** BEGIN RAW RECORDS **

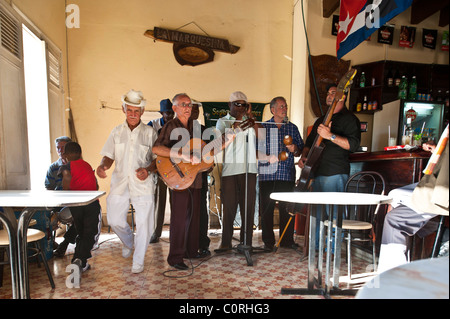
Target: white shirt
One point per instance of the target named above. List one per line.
(234, 154)
(130, 150)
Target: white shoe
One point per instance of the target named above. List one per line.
(137, 268)
(126, 252)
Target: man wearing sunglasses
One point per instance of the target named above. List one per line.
(239, 170)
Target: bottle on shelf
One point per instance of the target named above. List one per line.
(413, 88)
(407, 138)
(390, 79)
(364, 107)
(362, 80)
(439, 96)
(403, 88)
(397, 78)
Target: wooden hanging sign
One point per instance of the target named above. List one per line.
(192, 49)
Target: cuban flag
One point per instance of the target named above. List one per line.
(358, 19)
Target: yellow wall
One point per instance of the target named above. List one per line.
(109, 54)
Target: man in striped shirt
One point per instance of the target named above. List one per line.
(276, 170)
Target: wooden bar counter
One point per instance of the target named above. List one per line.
(399, 168)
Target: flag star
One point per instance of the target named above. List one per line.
(343, 25)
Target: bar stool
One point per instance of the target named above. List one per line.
(359, 219)
(33, 238)
(439, 234)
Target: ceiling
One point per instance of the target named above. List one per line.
(420, 10)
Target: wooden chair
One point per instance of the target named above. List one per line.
(359, 220)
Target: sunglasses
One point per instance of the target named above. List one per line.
(240, 104)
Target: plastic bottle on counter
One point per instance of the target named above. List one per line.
(403, 88)
(374, 105)
(390, 79)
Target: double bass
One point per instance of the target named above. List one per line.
(317, 148)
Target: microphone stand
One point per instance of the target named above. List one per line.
(244, 248)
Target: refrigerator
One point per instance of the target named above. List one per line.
(426, 118)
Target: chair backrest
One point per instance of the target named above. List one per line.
(369, 182)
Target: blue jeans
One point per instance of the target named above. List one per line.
(333, 183)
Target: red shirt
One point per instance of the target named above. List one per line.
(83, 177)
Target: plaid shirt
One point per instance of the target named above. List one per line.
(273, 145)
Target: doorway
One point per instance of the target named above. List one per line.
(37, 107)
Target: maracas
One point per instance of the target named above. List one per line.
(287, 140)
(283, 154)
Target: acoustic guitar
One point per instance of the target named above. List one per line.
(179, 175)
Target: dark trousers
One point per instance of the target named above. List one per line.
(204, 217)
(184, 225)
(401, 223)
(232, 195)
(160, 200)
(86, 222)
(266, 208)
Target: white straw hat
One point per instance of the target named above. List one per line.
(134, 98)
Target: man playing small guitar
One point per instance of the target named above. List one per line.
(184, 218)
(341, 137)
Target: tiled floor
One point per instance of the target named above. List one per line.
(223, 276)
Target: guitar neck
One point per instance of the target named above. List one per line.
(219, 143)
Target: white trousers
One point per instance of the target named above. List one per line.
(144, 217)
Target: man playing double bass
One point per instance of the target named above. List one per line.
(340, 138)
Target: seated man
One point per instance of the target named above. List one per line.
(428, 199)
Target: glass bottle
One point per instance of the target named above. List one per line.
(413, 88)
(390, 79)
(362, 80)
(397, 78)
(403, 88)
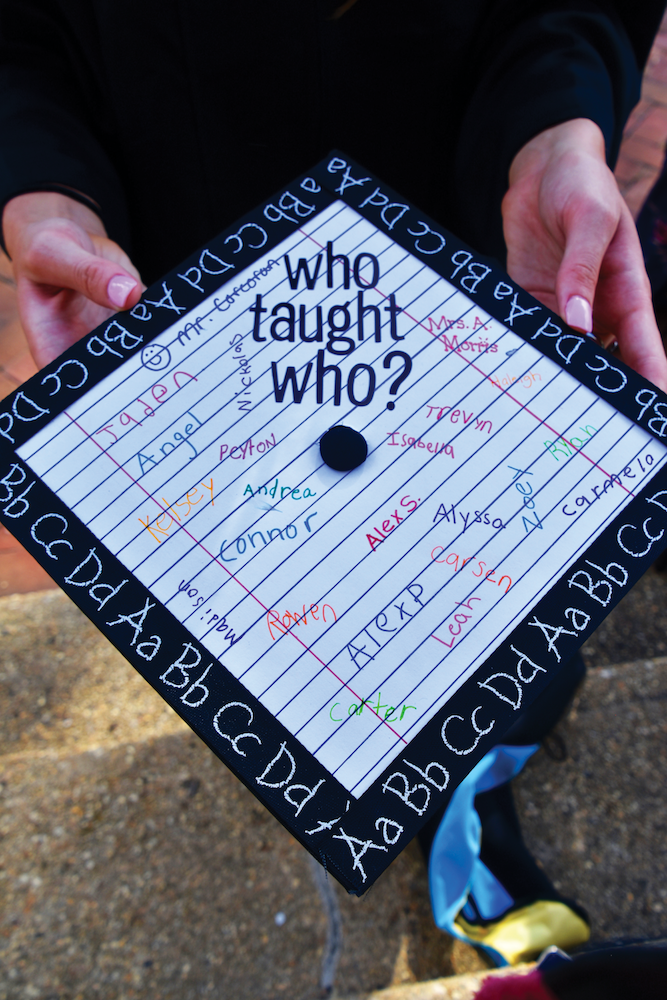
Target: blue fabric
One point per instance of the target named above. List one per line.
(455, 870)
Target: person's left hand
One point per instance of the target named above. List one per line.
(572, 243)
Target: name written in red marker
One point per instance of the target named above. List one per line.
(391, 522)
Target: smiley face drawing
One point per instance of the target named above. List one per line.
(155, 357)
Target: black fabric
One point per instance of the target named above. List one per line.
(611, 974)
(505, 854)
(176, 117)
(502, 844)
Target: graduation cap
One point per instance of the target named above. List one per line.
(348, 498)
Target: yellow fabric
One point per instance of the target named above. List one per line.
(524, 933)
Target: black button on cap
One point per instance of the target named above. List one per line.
(342, 448)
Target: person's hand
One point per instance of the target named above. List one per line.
(69, 275)
(572, 243)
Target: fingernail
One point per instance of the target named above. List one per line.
(119, 288)
(578, 314)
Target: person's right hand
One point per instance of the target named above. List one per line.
(70, 276)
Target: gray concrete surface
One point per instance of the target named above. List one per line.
(133, 865)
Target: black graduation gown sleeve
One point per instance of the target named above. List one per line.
(51, 115)
(534, 65)
(178, 118)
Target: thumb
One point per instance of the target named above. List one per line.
(586, 245)
(63, 256)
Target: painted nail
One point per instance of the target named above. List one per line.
(578, 314)
(119, 288)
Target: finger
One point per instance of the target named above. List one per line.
(589, 228)
(636, 330)
(61, 256)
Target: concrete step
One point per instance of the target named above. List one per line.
(134, 865)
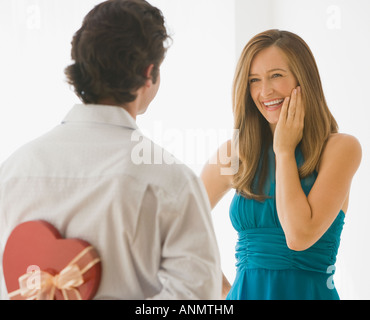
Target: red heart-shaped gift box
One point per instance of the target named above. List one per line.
(37, 244)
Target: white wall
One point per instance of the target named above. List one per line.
(192, 114)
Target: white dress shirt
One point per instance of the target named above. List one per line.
(150, 222)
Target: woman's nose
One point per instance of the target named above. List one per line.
(266, 89)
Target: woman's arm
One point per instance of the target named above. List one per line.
(215, 175)
(218, 182)
(305, 219)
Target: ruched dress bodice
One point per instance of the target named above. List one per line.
(266, 267)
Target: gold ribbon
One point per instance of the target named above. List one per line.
(67, 280)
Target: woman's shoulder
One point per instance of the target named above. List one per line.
(343, 148)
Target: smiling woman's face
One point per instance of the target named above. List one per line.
(270, 81)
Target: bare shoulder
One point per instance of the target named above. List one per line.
(344, 149)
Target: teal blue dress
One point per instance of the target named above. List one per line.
(266, 268)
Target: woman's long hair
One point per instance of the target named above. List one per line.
(254, 134)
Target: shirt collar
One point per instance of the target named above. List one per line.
(95, 113)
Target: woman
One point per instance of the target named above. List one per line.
(293, 178)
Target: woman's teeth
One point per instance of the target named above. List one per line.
(273, 103)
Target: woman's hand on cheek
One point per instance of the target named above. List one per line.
(289, 129)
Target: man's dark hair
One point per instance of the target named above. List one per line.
(117, 42)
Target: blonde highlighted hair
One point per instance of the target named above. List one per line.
(255, 135)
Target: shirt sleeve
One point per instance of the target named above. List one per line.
(190, 261)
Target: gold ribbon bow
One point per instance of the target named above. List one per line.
(67, 280)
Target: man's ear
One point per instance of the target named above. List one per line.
(148, 72)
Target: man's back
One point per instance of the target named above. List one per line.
(149, 222)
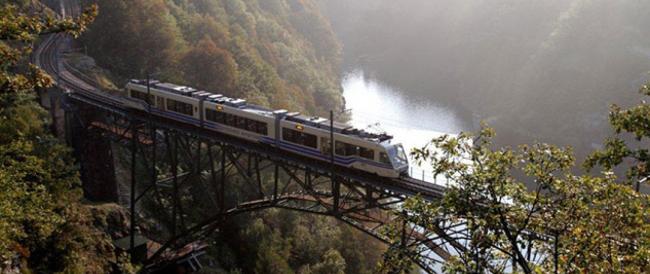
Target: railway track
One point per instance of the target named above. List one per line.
(48, 56)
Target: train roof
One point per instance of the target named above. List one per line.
(312, 121)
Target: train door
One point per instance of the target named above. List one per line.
(160, 102)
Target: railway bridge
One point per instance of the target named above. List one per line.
(190, 180)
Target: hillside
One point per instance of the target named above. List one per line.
(536, 71)
(278, 53)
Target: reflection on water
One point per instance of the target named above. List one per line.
(377, 107)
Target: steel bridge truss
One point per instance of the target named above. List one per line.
(190, 181)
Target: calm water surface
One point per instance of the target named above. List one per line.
(412, 121)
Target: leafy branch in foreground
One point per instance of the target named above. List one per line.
(634, 121)
(562, 222)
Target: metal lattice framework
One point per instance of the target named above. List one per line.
(194, 179)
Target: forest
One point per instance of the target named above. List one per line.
(283, 53)
(274, 53)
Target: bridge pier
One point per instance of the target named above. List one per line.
(189, 181)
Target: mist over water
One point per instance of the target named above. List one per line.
(535, 70)
(378, 107)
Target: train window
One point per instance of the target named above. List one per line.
(367, 153)
(180, 107)
(231, 120)
(383, 158)
(241, 122)
(300, 138)
(142, 96)
(160, 102)
(345, 149)
(214, 116)
(261, 128)
(325, 145)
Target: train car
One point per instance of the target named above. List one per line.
(289, 131)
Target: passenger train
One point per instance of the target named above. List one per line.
(289, 131)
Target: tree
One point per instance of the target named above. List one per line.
(567, 223)
(132, 38)
(332, 263)
(18, 32)
(43, 227)
(209, 67)
(636, 122)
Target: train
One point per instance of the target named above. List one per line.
(289, 131)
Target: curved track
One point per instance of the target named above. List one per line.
(49, 57)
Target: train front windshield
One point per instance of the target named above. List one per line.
(397, 156)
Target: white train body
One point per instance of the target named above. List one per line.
(292, 132)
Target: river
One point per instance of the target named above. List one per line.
(378, 107)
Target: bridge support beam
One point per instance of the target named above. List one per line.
(189, 183)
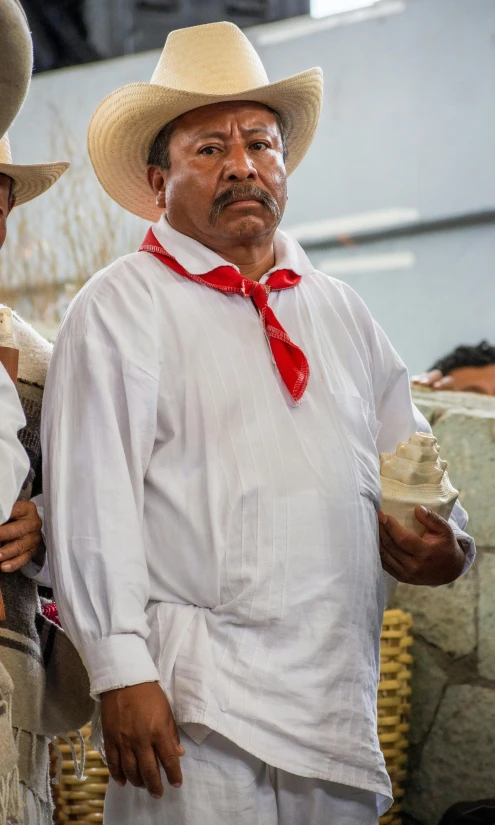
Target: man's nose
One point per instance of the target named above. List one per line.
(239, 166)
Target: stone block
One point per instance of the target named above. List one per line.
(486, 616)
(428, 683)
(443, 616)
(458, 759)
(464, 424)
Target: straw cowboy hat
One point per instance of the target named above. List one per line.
(199, 65)
(29, 180)
(16, 61)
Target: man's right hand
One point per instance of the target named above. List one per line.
(140, 733)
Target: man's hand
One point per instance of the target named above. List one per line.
(22, 537)
(432, 559)
(139, 732)
(434, 379)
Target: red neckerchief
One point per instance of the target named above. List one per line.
(290, 360)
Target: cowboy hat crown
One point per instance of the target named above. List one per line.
(16, 61)
(199, 66)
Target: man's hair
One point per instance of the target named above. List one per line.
(466, 356)
(159, 154)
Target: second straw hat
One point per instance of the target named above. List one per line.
(16, 61)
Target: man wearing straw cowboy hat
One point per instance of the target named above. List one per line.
(16, 60)
(211, 434)
(42, 681)
(50, 688)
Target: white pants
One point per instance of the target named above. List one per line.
(224, 785)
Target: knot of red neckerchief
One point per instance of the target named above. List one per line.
(291, 362)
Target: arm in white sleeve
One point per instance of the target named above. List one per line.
(14, 463)
(98, 429)
(399, 419)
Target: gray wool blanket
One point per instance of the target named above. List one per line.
(50, 686)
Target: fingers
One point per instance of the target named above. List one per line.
(131, 765)
(25, 520)
(395, 536)
(114, 764)
(432, 521)
(16, 554)
(171, 763)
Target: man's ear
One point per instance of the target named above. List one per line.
(157, 181)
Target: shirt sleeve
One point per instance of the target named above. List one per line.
(14, 463)
(399, 419)
(98, 431)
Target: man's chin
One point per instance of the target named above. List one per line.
(246, 226)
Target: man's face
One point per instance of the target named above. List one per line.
(227, 178)
(474, 379)
(5, 206)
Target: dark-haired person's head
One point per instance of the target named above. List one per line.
(465, 369)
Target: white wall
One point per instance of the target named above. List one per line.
(408, 122)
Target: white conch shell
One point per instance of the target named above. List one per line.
(6, 328)
(415, 474)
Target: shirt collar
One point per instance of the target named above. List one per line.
(198, 259)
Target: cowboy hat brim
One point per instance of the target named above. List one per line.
(31, 180)
(16, 61)
(126, 122)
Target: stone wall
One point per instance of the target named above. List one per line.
(452, 753)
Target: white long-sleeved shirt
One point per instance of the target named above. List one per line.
(206, 532)
(14, 463)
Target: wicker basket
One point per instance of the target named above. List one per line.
(76, 800)
(82, 802)
(393, 703)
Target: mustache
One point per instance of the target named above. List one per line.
(243, 190)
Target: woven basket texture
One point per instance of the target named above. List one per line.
(82, 801)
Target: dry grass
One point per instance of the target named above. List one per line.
(56, 242)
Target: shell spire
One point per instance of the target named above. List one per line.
(415, 474)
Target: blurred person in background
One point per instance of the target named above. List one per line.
(465, 369)
(212, 419)
(40, 669)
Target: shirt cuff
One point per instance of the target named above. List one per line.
(38, 573)
(118, 661)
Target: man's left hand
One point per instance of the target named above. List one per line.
(432, 559)
(22, 537)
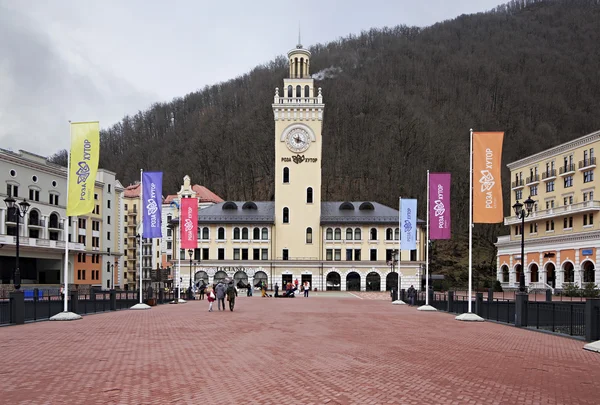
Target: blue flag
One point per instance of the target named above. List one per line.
(408, 224)
(152, 204)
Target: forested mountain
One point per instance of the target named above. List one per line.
(398, 101)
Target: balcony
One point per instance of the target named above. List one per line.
(579, 208)
(549, 175)
(533, 180)
(567, 169)
(586, 164)
(518, 184)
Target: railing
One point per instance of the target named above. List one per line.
(585, 163)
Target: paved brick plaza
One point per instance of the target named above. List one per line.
(337, 350)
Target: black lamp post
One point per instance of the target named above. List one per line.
(18, 210)
(522, 214)
(190, 253)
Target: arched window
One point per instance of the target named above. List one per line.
(329, 234)
(373, 234)
(286, 175)
(357, 234)
(286, 215)
(348, 233)
(338, 234)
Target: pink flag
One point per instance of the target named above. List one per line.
(439, 206)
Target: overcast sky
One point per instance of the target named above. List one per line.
(100, 60)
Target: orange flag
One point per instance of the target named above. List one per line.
(487, 184)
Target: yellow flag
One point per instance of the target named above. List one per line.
(85, 152)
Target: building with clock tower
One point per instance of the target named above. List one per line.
(333, 245)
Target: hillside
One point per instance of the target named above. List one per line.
(398, 100)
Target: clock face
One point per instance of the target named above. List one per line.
(297, 140)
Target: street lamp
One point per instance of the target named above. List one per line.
(522, 214)
(18, 210)
(190, 253)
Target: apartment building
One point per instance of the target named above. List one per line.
(561, 234)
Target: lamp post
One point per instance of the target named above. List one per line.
(18, 210)
(190, 253)
(522, 214)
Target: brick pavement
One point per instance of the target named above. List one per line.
(272, 351)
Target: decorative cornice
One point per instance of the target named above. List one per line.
(555, 151)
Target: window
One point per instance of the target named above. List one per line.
(533, 190)
(329, 234)
(286, 175)
(338, 234)
(308, 235)
(286, 215)
(373, 234)
(309, 199)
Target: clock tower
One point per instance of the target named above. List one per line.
(298, 112)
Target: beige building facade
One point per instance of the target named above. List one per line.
(344, 245)
(562, 238)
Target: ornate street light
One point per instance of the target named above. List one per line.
(522, 214)
(18, 210)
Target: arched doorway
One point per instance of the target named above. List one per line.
(240, 279)
(551, 274)
(219, 276)
(333, 282)
(353, 281)
(201, 276)
(569, 273)
(534, 273)
(260, 278)
(391, 281)
(373, 281)
(589, 272)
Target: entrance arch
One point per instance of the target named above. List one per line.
(260, 278)
(219, 276)
(589, 272)
(373, 281)
(391, 281)
(353, 281)
(240, 279)
(333, 281)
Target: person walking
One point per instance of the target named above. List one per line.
(220, 290)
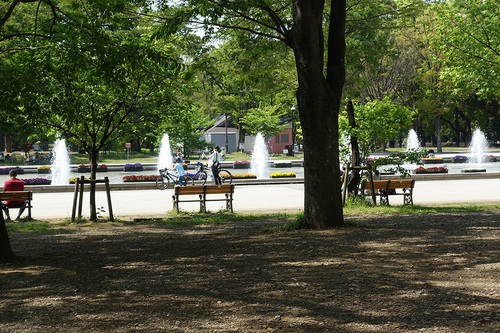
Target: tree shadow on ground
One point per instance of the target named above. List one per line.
(396, 273)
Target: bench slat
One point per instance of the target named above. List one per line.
(202, 191)
(18, 196)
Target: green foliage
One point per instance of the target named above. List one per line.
(378, 122)
(265, 119)
(413, 156)
(469, 34)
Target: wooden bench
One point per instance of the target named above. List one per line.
(25, 196)
(385, 188)
(203, 191)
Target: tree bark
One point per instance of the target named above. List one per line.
(318, 101)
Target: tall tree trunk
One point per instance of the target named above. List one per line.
(6, 253)
(319, 103)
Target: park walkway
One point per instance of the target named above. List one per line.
(256, 198)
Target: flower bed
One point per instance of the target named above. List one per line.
(459, 159)
(133, 167)
(244, 176)
(87, 168)
(5, 171)
(432, 160)
(283, 164)
(283, 175)
(36, 181)
(73, 180)
(472, 170)
(241, 165)
(44, 169)
(102, 168)
(141, 178)
(421, 170)
(83, 168)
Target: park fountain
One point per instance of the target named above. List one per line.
(60, 165)
(260, 157)
(412, 141)
(477, 148)
(165, 154)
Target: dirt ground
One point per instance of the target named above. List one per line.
(433, 273)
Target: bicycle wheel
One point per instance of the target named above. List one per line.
(200, 178)
(226, 177)
(162, 183)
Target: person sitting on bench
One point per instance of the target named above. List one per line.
(13, 184)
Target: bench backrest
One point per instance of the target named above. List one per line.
(204, 189)
(403, 183)
(16, 195)
(377, 185)
(186, 190)
(219, 189)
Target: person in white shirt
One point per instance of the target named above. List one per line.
(180, 170)
(216, 158)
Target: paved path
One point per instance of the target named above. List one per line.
(255, 198)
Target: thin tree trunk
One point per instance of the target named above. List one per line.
(319, 103)
(356, 158)
(93, 173)
(438, 134)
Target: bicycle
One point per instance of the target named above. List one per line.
(201, 175)
(166, 177)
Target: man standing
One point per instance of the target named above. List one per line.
(13, 184)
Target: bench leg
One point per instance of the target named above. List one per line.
(384, 199)
(175, 203)
(408, 199)
(203, 204)
(229, 202)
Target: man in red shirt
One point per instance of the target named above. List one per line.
(13, 184)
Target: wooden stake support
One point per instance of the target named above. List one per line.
(78, 196)
(345, 182)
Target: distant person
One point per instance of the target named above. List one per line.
(13, 184)
(180, 155)
(216, 158)
(180, 170)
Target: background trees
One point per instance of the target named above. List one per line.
(91, 71)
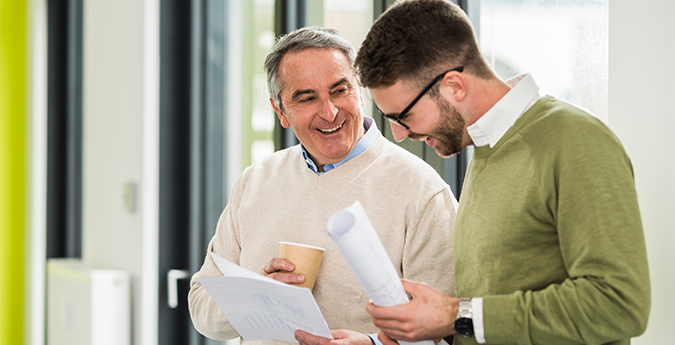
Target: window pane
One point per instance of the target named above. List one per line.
(563, 43)
(353, 19)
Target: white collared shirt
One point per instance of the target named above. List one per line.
(500, 118)
(488, 130)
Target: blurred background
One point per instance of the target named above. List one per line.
(124, 124)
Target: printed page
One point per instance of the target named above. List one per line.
(262, 308)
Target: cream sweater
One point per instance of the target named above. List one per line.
(281, 199)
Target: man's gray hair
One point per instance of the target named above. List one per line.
(298, 40)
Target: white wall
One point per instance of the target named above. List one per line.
(113, 138)
(642, 113)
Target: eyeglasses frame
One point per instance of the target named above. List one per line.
(399, 117)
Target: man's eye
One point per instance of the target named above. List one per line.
(340, 91)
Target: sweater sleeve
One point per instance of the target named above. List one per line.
(606, 297)
(207, 317)
(428, 255)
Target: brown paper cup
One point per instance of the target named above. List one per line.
(306, 259)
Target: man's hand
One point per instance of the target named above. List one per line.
(428, 316)
(278, 269)
(342, 337)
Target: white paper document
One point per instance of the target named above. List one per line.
(359, 244)
(262, 308)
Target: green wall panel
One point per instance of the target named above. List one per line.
(13, 168)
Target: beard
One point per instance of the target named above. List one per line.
(448, 132)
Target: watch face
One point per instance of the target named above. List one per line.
(464, 327)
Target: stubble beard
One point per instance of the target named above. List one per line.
(449, 130)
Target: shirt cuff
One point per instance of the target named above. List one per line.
(478, 329)
(373, 337)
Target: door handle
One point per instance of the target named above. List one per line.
(172, 278)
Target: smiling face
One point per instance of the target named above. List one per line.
(321, 102)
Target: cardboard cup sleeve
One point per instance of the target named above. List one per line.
(306, 259)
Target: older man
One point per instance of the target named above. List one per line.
(549, 246)
(290, 195)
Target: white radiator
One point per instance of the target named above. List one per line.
(87, 306)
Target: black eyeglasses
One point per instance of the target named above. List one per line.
(397, 118)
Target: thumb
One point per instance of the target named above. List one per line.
(411, 287)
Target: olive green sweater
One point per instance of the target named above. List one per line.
(549, 234)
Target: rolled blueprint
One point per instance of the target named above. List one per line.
(359, 244)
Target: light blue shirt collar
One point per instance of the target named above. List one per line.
(361, 146)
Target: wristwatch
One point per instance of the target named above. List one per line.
(464, 323)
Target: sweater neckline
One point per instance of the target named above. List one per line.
(485, 151)
(346, 171)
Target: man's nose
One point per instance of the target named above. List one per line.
(399, 131)
(329, 111)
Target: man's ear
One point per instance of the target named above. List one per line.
(454, 85)
(282, 118)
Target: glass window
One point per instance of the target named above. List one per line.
(563, 43)
(353, 19)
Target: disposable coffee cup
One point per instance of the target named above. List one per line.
(305, 258)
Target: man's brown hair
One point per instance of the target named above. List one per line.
(415, 40)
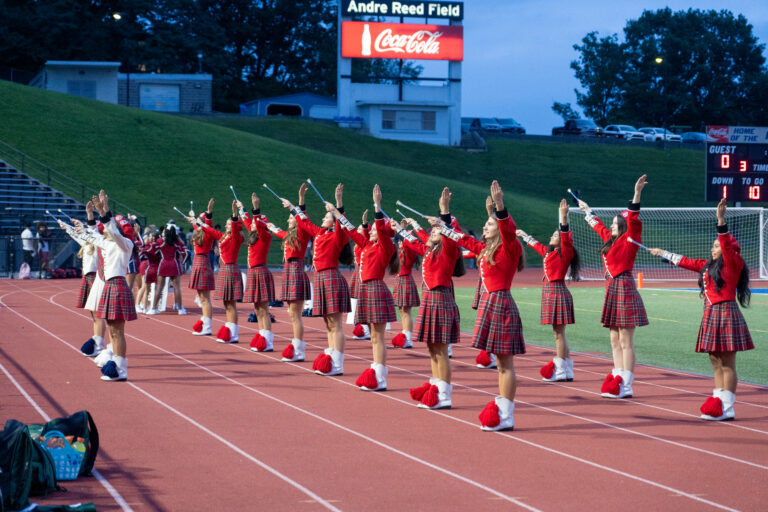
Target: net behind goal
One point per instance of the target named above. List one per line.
(686, 231)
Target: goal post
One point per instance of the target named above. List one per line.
(686, 231)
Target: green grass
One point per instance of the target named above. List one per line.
(667, 341)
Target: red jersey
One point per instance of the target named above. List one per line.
(621, 256)
(506, 258)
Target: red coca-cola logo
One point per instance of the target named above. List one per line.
(717, 133)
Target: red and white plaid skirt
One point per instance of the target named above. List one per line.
(406, 295)
(331, 293)
(116, 302)
(260, 286)
(202, 274)
(723, 329)
(85, 286)
(295, 281)
(623, 306)
(556, 304)
(438, 318)
(229, 283)
(498, 329)
(375, 304)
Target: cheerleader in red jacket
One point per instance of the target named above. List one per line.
(623, 309)
(376, 306)
(556, 301)
(202, 279)
(296, 287)
(229, 281)
(331, 291)
(498, 329)
(173, 252)
(437, 323)
(723, 279)
(260, 288)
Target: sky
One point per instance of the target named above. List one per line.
(517, 53)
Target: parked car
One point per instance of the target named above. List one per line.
(694, 138)
(623, 131)
(509, 125)
(583, 127)
(654, 134)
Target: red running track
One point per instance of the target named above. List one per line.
(206, 426)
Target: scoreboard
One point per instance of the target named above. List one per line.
(737, 163)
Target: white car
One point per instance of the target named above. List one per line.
(654, 134)
(623, 131)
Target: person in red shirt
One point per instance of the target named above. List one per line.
(376, 306)
(229, 281)
(723, 279)
(331, 291)
(296, 287)
(260, 288)
(623, 308)
(498, 329)
(437, 323)
(202, 279)
(560, 258)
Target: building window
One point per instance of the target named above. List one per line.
(408, 120)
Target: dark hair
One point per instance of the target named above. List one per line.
(622, 225)
(714, 269)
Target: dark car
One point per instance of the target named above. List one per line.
(582, 127)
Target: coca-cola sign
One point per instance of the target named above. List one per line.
(401, 41)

** END RAW RECORDS **

# GIVEN TASK:
Repeat the lines of the records above word for word, starting with the line that contains "Target: coca-cola sign" and going on through the end of the records.

# ANSWER FOR THIS EXERCISE:
Target: coca-cola sign
One point per instance of the target named above. List one per line.
(401, 41)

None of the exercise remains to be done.